_Task to carry out_
Every line in the data below that has the word "chocolate" should be returned.
*** Data to examine ***
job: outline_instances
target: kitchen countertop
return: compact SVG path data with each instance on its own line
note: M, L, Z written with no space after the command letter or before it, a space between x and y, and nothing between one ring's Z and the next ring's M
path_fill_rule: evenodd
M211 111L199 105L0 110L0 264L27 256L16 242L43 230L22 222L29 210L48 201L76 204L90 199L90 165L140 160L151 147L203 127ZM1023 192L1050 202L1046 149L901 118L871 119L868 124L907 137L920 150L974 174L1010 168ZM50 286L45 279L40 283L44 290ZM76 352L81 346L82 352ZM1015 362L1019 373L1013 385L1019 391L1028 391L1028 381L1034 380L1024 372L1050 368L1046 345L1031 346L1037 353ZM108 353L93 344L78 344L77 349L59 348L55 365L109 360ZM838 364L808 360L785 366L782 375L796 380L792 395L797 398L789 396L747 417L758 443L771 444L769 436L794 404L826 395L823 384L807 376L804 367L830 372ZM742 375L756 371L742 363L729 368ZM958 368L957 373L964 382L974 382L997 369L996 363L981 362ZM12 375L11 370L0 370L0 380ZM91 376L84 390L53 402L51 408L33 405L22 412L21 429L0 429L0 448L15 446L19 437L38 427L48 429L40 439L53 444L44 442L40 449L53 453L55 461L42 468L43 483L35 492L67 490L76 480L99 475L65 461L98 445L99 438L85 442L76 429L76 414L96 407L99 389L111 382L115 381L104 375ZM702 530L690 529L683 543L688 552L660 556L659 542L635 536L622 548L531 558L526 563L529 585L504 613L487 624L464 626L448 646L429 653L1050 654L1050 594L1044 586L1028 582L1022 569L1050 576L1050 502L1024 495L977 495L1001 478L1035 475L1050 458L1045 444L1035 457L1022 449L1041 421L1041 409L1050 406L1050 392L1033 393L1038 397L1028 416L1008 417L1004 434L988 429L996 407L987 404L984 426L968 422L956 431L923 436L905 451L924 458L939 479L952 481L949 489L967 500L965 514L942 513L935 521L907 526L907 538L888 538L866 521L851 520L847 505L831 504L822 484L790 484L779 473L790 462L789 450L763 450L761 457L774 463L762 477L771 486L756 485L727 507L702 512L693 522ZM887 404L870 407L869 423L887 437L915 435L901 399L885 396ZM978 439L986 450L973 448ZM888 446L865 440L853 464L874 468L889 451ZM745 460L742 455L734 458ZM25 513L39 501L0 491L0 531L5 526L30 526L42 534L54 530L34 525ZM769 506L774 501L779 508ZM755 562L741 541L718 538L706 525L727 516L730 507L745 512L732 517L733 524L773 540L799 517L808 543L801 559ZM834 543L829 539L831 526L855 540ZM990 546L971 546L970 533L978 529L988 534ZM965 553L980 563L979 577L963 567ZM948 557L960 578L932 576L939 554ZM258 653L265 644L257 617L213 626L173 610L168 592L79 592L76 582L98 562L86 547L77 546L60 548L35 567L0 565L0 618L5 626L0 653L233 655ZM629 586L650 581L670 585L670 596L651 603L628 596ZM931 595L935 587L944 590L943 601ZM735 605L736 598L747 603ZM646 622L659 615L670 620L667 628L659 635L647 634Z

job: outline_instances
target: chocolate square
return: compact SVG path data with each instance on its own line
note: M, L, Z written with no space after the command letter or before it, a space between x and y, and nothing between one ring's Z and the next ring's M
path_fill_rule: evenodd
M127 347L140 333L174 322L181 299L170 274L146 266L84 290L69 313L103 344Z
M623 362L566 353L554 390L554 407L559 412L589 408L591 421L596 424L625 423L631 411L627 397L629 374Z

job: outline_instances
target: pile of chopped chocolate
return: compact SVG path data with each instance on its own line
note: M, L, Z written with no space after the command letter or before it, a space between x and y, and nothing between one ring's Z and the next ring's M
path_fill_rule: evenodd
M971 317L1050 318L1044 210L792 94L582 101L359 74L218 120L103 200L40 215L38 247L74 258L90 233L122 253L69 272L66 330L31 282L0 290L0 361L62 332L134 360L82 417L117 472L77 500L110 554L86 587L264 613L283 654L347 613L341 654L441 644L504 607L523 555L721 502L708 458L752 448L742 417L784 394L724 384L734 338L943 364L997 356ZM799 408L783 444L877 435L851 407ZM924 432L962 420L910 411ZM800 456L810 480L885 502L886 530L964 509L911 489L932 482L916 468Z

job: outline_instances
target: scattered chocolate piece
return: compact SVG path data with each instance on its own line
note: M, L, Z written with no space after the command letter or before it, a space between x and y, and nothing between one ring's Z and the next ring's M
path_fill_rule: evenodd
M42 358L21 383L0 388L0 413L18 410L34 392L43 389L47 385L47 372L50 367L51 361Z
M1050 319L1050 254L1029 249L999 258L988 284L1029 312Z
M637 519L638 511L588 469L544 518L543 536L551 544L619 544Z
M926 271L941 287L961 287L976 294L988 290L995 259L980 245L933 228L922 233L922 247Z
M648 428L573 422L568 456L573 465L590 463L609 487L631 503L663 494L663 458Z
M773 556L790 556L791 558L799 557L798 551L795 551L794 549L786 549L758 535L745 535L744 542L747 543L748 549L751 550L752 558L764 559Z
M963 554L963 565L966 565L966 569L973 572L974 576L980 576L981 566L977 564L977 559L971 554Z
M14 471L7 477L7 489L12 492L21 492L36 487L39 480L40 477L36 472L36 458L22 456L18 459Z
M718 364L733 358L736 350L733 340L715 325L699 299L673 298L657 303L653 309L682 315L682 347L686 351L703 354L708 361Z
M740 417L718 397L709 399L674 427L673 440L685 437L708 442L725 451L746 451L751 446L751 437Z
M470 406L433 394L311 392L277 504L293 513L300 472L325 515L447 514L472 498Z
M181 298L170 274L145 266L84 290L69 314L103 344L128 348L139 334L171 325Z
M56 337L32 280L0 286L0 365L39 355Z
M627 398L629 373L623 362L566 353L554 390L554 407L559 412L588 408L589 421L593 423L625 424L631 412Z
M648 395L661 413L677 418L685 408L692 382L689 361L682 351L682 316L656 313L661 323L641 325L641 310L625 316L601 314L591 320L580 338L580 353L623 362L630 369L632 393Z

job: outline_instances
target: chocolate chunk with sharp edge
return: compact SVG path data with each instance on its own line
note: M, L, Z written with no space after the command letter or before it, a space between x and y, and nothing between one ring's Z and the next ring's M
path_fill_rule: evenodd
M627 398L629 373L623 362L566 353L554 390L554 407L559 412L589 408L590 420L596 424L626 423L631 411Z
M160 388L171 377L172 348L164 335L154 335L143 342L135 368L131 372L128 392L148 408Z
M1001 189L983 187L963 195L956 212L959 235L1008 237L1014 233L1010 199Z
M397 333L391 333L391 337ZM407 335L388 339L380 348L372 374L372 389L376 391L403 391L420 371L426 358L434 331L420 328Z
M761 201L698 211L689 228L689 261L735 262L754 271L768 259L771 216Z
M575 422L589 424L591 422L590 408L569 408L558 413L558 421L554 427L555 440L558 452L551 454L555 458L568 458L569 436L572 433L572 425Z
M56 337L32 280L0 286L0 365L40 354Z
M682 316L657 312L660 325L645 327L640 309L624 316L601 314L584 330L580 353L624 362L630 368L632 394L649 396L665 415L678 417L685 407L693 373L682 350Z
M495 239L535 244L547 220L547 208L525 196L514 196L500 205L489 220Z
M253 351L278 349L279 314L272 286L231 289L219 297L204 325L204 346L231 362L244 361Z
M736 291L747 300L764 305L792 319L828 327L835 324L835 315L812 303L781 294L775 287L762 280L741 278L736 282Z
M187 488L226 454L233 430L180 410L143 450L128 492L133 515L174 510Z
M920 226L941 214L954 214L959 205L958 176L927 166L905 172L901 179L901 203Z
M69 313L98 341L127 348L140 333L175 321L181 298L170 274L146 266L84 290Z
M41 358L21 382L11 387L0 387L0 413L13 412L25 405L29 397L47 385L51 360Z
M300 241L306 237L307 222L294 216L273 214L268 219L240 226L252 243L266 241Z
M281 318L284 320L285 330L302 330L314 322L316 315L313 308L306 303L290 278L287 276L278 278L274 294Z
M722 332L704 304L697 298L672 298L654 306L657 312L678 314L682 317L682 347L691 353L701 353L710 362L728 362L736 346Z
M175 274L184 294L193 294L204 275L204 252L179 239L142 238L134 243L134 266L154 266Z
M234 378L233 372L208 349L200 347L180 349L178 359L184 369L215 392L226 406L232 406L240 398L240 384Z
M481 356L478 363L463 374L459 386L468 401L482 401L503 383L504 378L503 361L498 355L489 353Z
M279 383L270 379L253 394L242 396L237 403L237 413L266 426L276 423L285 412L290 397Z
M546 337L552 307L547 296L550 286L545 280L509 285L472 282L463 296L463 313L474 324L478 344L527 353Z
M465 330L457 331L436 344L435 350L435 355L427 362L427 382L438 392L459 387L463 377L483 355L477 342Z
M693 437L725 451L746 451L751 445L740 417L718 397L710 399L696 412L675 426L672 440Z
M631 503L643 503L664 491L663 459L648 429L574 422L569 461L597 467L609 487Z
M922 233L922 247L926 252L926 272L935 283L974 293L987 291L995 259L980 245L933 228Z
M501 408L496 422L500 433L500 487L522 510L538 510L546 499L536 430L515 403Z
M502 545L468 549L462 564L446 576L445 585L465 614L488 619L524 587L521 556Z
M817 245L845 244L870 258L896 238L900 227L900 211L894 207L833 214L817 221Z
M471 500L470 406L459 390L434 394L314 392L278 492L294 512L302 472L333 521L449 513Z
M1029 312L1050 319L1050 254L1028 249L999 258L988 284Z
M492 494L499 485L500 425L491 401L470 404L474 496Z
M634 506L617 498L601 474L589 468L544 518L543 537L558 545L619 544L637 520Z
*** End of Data to examine ***
_Result below_
target: chocolate square
target: pile of chopped chocolate
target: scattered chocolate piece
target: chocolate chunk with sharp edge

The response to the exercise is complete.